DATA
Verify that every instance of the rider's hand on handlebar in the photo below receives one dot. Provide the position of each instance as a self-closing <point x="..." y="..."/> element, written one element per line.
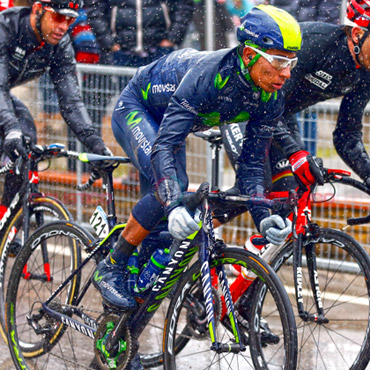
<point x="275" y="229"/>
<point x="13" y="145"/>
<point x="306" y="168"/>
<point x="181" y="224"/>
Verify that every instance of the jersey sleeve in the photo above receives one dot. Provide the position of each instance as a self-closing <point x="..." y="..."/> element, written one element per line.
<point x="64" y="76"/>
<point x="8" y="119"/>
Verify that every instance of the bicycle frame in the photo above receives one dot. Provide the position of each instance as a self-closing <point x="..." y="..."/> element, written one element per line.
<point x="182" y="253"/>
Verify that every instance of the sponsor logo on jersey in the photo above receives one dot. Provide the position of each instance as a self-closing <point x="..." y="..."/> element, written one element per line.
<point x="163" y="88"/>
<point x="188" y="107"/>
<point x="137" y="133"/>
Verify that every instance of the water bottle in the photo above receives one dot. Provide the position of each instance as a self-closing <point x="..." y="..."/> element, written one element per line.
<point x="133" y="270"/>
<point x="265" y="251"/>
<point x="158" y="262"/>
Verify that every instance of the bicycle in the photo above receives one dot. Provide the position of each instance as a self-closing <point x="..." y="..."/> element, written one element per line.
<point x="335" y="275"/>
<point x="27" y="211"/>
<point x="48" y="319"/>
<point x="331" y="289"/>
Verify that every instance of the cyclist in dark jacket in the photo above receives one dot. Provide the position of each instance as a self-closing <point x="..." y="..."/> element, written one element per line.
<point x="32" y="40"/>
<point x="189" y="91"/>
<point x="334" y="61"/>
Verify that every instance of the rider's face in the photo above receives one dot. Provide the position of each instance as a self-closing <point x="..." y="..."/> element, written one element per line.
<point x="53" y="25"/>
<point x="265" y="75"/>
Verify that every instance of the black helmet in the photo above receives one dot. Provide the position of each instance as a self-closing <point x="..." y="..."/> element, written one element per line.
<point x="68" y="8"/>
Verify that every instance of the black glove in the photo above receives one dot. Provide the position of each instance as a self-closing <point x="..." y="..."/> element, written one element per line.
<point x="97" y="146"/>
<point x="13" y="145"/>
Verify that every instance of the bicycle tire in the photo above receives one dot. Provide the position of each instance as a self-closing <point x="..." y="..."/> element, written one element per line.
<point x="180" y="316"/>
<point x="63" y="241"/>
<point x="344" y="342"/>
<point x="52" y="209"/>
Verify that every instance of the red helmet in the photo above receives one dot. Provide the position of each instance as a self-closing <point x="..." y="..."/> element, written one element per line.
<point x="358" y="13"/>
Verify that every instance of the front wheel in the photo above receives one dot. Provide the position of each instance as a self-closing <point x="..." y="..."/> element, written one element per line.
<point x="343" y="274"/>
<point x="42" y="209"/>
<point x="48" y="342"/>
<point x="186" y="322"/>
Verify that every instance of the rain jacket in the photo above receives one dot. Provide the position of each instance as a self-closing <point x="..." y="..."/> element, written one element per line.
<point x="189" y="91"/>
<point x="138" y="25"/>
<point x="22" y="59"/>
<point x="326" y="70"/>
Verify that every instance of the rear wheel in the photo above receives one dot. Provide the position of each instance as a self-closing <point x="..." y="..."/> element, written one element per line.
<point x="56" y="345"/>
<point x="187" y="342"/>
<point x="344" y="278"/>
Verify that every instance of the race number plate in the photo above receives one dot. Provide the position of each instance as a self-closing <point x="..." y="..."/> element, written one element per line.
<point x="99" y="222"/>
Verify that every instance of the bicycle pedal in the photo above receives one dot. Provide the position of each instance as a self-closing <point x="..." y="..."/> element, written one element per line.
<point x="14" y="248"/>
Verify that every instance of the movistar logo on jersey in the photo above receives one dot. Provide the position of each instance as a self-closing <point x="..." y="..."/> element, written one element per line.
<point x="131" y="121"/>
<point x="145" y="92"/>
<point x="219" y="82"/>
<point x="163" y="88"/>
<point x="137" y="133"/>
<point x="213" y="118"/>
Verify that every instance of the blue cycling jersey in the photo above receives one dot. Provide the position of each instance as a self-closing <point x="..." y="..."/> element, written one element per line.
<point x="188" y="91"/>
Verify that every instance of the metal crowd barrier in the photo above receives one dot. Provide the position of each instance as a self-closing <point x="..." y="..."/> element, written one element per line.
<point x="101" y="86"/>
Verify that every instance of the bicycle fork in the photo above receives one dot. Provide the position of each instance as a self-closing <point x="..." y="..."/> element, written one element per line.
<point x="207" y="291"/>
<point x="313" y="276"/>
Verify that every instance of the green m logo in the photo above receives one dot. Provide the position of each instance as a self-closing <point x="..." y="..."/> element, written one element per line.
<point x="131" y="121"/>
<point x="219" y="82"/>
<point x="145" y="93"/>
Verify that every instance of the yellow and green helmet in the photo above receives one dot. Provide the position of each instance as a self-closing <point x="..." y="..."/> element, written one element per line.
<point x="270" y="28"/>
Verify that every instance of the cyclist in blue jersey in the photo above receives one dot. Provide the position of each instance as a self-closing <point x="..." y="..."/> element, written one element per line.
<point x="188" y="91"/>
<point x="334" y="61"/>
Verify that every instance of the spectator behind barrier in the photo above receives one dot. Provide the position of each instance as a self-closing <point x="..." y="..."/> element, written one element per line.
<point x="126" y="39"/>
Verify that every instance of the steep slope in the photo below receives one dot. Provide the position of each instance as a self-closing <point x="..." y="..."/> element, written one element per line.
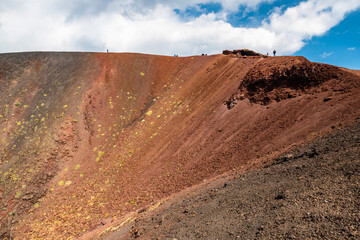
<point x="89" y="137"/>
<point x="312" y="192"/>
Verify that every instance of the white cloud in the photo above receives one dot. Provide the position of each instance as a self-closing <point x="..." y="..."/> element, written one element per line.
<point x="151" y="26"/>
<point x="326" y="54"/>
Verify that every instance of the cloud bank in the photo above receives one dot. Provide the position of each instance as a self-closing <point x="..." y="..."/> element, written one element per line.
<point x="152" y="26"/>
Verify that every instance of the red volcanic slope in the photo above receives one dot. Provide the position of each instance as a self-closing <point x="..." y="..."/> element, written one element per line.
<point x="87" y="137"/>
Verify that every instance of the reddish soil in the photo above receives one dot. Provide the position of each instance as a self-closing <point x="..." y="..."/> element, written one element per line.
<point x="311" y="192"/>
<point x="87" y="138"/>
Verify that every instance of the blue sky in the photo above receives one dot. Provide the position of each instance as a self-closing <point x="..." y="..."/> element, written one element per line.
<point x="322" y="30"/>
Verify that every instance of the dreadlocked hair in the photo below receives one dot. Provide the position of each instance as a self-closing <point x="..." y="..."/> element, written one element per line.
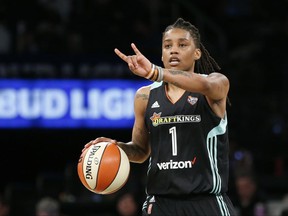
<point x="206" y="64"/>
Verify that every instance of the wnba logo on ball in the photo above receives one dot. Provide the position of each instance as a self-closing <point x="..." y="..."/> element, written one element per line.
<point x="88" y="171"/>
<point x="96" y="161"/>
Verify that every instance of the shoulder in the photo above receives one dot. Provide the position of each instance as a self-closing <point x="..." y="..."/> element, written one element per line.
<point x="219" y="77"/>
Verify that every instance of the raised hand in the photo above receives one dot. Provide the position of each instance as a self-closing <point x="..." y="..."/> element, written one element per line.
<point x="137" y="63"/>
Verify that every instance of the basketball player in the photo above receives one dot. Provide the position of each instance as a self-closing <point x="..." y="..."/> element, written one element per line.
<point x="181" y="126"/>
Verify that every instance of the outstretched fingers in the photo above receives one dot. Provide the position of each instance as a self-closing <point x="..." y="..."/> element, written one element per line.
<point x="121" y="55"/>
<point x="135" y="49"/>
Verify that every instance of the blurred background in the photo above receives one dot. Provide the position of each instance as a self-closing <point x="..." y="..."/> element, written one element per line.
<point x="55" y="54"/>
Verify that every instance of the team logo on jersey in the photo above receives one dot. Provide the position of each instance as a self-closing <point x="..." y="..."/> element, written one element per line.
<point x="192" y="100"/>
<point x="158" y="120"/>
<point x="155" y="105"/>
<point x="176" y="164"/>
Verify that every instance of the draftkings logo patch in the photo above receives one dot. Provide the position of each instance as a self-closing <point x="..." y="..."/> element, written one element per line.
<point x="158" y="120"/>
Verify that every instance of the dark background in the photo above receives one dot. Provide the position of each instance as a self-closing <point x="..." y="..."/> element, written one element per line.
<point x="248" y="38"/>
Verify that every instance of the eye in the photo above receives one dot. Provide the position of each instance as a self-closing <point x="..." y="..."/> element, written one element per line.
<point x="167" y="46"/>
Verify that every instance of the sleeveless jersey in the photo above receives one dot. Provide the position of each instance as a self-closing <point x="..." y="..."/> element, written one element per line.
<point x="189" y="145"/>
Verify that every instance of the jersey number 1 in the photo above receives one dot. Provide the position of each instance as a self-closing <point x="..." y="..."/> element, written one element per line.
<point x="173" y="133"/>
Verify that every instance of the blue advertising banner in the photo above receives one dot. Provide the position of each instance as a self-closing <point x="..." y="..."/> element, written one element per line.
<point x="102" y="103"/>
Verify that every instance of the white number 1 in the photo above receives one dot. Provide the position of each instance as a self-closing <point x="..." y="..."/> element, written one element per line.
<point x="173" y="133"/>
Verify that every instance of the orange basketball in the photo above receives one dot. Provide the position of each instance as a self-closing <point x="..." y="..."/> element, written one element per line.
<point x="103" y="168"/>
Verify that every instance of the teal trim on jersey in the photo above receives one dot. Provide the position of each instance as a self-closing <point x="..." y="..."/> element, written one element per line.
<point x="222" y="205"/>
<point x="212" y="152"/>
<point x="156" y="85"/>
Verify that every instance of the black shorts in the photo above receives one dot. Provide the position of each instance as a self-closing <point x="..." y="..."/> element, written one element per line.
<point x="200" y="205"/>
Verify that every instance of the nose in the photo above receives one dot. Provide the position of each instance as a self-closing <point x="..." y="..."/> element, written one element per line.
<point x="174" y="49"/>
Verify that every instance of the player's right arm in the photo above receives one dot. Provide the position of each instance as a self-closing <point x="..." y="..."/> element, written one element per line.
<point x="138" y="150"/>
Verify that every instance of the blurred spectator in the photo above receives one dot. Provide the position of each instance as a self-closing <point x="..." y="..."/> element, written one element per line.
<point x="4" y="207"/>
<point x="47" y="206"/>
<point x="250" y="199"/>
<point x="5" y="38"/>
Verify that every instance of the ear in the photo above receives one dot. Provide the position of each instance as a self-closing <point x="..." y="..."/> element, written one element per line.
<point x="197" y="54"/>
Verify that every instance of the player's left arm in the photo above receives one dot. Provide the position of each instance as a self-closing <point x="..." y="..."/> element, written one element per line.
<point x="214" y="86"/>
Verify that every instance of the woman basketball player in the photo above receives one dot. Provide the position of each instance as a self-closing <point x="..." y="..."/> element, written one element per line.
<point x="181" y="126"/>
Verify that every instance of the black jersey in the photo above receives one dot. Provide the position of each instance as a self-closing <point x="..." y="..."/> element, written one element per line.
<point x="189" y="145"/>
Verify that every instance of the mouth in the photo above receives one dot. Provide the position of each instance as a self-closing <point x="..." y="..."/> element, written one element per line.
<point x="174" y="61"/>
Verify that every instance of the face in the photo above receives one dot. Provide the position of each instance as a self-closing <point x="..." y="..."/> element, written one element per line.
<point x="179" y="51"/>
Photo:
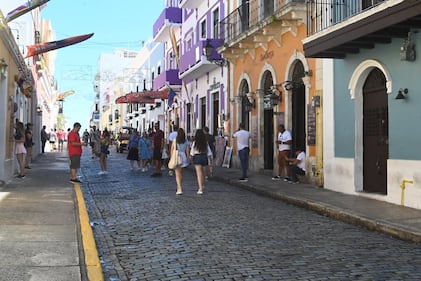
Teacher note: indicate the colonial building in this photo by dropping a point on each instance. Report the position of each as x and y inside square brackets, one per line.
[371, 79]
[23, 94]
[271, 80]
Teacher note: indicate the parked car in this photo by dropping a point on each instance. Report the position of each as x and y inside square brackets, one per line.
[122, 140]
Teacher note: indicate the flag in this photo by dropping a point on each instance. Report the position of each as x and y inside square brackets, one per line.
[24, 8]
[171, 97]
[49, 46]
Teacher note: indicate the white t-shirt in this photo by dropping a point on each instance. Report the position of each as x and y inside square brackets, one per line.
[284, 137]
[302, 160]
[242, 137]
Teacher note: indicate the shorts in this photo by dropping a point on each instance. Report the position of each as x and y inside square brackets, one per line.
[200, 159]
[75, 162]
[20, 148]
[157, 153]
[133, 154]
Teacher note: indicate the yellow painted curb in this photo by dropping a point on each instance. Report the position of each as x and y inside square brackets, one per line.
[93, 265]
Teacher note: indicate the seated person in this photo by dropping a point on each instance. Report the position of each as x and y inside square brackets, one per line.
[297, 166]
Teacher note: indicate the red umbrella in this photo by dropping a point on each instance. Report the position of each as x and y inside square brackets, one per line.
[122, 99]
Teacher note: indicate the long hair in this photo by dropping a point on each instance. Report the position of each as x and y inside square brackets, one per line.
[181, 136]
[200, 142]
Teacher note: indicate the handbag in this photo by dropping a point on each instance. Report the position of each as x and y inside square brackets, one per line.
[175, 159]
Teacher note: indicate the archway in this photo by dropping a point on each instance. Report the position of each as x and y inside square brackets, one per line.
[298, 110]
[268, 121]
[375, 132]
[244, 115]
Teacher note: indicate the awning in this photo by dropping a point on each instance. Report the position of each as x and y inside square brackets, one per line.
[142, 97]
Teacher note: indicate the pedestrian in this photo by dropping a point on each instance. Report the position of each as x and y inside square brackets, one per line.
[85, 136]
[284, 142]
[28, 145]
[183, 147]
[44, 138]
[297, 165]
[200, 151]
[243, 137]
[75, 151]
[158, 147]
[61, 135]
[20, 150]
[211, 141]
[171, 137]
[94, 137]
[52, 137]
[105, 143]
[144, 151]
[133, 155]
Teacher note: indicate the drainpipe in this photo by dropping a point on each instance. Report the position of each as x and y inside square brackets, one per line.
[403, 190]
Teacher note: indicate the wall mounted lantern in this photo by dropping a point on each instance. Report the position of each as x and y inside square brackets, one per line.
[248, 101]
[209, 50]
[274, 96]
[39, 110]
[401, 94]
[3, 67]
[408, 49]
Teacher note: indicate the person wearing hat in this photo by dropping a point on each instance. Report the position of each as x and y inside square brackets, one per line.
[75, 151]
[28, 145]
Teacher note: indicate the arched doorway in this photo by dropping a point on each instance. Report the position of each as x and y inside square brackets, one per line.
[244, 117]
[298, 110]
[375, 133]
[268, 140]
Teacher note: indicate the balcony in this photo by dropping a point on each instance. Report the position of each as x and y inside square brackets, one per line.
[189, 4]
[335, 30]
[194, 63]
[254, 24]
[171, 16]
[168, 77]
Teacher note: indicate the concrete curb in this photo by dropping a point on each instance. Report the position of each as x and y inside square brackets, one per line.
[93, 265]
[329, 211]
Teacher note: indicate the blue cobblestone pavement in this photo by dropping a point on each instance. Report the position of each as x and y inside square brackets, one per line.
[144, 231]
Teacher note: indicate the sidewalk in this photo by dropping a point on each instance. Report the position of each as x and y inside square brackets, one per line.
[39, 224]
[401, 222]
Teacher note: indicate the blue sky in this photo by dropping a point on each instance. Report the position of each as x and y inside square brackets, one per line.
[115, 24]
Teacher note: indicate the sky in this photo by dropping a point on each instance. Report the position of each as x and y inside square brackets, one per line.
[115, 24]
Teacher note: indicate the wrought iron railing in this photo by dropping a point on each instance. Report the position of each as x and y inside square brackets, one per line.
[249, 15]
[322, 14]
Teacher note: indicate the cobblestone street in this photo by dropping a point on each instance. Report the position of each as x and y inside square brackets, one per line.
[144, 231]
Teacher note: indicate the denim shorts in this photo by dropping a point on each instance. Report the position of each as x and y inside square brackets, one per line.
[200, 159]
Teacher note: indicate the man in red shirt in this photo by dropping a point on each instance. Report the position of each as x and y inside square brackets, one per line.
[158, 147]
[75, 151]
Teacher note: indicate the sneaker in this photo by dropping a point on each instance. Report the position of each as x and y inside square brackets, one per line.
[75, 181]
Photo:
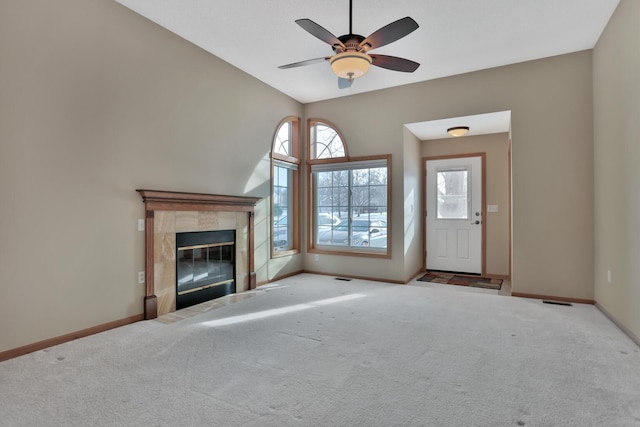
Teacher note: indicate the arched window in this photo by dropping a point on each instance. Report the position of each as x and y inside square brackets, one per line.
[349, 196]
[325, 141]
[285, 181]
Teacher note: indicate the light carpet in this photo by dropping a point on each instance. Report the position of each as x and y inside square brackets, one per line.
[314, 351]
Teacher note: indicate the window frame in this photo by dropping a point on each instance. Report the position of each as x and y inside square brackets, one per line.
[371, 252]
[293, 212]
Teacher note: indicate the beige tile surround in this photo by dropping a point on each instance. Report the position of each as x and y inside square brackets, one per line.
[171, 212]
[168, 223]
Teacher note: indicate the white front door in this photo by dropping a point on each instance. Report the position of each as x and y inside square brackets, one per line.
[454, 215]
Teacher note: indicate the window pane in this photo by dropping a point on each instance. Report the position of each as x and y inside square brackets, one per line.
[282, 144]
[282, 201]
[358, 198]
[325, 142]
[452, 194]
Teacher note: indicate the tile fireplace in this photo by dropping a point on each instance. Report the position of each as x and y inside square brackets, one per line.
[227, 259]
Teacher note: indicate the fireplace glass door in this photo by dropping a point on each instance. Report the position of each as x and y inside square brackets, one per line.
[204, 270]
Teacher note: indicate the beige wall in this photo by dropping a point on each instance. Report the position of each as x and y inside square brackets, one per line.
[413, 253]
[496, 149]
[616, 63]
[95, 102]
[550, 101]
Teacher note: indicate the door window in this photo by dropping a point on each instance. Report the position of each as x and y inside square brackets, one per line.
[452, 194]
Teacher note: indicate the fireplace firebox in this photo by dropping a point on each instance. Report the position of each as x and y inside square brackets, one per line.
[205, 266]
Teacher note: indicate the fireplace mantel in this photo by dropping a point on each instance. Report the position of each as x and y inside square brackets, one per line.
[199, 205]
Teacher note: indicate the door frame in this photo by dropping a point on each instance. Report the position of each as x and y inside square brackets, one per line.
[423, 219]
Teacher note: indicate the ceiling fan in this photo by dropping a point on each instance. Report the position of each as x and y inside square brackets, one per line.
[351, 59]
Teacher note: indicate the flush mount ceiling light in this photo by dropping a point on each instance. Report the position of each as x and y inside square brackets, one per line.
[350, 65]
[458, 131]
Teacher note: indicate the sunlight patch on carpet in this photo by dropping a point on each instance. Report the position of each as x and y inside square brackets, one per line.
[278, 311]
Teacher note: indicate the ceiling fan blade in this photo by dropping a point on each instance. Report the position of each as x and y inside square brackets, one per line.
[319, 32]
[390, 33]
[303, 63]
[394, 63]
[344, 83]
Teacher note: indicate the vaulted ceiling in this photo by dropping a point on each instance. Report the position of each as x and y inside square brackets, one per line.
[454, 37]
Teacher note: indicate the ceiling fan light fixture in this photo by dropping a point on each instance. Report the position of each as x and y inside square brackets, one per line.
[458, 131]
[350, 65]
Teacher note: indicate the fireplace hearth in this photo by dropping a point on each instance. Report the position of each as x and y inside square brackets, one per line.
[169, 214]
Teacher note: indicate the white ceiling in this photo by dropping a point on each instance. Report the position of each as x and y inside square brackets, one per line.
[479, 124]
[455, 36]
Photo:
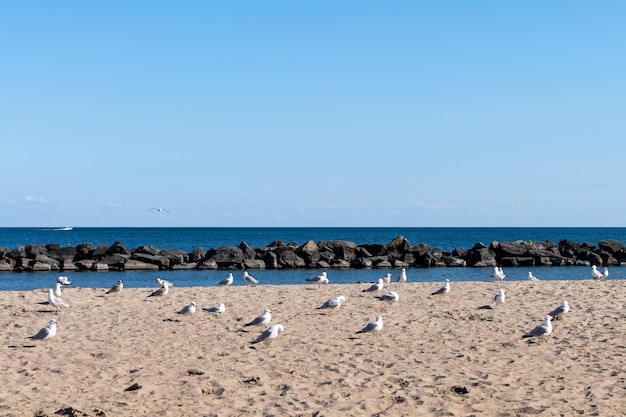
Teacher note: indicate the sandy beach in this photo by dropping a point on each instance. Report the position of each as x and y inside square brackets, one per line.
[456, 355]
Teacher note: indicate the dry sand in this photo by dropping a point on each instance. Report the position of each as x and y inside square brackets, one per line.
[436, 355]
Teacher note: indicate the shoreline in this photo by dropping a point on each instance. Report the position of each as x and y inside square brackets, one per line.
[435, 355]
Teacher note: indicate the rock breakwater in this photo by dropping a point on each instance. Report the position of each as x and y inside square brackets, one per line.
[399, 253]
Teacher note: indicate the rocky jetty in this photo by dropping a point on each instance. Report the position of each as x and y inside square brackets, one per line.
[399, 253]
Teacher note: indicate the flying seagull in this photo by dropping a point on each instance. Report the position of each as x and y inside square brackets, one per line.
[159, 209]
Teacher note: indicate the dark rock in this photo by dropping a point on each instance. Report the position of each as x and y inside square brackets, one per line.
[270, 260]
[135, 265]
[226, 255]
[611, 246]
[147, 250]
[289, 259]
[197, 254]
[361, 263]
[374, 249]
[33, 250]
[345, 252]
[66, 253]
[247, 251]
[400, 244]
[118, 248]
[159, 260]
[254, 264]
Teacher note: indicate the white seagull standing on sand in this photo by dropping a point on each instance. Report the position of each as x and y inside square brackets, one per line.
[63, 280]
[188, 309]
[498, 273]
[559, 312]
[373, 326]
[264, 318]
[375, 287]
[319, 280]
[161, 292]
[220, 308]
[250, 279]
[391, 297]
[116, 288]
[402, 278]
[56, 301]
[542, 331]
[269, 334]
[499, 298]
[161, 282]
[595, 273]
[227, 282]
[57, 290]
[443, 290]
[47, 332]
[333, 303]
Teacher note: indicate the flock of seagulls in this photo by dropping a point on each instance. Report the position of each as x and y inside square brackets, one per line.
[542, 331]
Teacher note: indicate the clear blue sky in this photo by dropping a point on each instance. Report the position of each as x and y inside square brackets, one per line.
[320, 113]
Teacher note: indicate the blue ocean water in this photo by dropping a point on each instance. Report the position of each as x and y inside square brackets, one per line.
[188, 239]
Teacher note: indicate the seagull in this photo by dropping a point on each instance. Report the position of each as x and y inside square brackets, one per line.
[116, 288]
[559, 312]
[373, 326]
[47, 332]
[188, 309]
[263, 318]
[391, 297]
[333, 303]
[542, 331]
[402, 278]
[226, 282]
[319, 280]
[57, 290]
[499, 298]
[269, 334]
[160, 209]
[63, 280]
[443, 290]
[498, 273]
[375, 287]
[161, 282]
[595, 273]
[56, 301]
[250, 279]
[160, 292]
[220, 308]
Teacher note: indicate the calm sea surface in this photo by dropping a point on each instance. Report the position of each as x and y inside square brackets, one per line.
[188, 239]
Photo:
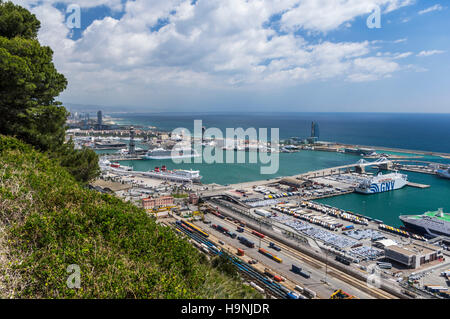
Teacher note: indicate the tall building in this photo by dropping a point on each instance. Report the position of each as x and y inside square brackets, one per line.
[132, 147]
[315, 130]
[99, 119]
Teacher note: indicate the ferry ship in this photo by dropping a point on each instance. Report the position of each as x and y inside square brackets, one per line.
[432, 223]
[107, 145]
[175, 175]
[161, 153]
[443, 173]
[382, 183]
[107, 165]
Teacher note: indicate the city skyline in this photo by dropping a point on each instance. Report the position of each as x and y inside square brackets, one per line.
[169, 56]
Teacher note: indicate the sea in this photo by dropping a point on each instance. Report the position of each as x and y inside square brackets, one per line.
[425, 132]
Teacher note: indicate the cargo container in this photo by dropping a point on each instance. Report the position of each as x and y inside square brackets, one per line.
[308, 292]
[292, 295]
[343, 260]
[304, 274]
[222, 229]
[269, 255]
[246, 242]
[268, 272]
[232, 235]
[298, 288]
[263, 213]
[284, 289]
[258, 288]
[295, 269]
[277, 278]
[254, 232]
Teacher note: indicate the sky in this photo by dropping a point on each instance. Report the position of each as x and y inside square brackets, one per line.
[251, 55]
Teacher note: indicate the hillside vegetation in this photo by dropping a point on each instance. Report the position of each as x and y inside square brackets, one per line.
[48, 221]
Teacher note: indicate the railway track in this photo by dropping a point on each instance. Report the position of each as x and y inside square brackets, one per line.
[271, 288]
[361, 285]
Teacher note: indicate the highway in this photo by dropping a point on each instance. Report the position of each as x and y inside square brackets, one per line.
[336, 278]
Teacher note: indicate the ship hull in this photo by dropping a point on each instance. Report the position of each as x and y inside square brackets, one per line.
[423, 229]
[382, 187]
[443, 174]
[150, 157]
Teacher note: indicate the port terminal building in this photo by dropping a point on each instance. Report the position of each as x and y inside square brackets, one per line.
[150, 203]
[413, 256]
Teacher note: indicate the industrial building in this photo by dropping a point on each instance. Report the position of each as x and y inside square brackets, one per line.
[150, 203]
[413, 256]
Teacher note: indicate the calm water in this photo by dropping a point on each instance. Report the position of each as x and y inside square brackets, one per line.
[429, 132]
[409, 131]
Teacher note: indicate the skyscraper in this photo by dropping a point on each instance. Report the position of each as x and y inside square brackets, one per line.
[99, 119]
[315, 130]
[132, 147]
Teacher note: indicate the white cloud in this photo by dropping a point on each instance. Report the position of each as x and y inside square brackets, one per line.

WHAT TO WORK ON
Go back to the data above and please quote exactly, and only, the lines from the line with "Teacher note: indicate the calm water" through its last line.

COMPLETED EXERCISE
Teacher note: indicate the calm water in this photo by dropping a point on each instance. Report the position of each as x and y inside square brackets, one per line.
[429, 132]
[409, 131]
Teacher note: indicate the skyscraper in this photo by dropping a point on each instance. Report the position of each as x and y inside square brackets, one per line.
[99, 119]
[315, 130]
[132, 147]
Teacher note: indicate the white cloud in this photo by dropping a point on each instance. Report the position of each as x and y inside square brackets, one per line.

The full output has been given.